===== Text section =====

Tuesday, April 11, 2017

Money Creation- 03/27/17

Money Creation- 03/27/17

- A single bank can create $ by the amount of its excess reserves
- The banking system as a whole can create money by a multiple of the excess reserves
- MM * ER = expansion of money
- MM = 1/RRR

New vs. Existing Money
- If the initial deposit in a bank comes from the FED or bank purchase of a bond or other money of the initial deposit in a bank comes from the FED or bank purchase of a bond or other money out of circulation ( buried treasure) the deposit immediately increases the money supply
-The deposit then leads to further expansion of the money supply through the money creation process
-The total change in MS if initial deposit is new money = Deposit + money created by banking system.
-If a deposit in a bank is existing money (already counted in M1, currency or checks) depositing the amount does NOT change the MS immediately because it is already counted in it
-Existing currecy deposited into a checking account changed only the composition of the money supply from coins/paper money to checking account deposits

-       Total change in MS in deposit is existing money = banking system created money only


Money Market- 03/23/17

Money Market- 03/23/17

-Demand for money has an inverse relationship between nominal interest rates and the quality of money demanded

1) What happens to the quantity demanded of the money when interest rates increase?
-Quantity demanded falls because individuals would prefer to have interest earning assets instead of borrowed liabilities
2) What happens to the quantity demanded when interest rates decrease?
-Quantity demanded increase
-There is no incentive to convert cash into interest earning assets.

The Determinants for Money
1) Changes in price level
2) Changes in income
3) Changes in taxation that affects investment

Increasing the money supply
- increase money supply
à Decreases interest rates à Increases investment à Increases AD

How Banks Create Money?
Fractional Reserve System
- Demand deposits are created
- The process in which banks hold a small portion of their deposits in reserves and they loan out the excess
- Banks keep cash on hand (RR) to meet depositors needs
- Banks must keep reserve deposits in their vaults or at their district FED
- Total Reserves ( total funds held by the bank) equals to Required Reserves + Excess Reserves
- Banks can only lend out their excess reserves 




Bonds vs. Stocks- 03/22/17

Bonds vs. Stocks- 03/22/17


Bonds:
-Loans or IOU’s that represent debt that the government or a corporation must repay to an investor
-The Bond holder has NO OWNERSHIP of the company

How are the values of bond determined?

=====

Prompt:
Decide whether each statement agrees with the economics notes, answering yes or no and quoting the words from the notes that settle it. 1. A single bank can create money by a multiple of its excess reserves. 2. Depositing existing currency into a checking account changes only the composition of the money supply. 3. A bond holder owns part of the company. The lines that follow have nothing to do with the economics notes.

===== Information shown =====

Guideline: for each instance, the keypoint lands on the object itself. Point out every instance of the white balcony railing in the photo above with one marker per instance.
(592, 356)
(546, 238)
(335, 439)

=====

In response:
1. No: "A single bank can create $ by the amount of its excess reserves"
2. Yes: "changed only the composition of the money supply from coins/paper money to checking account deposits"
3. No: "The Bond holder has NO OWNERSHIP of the company"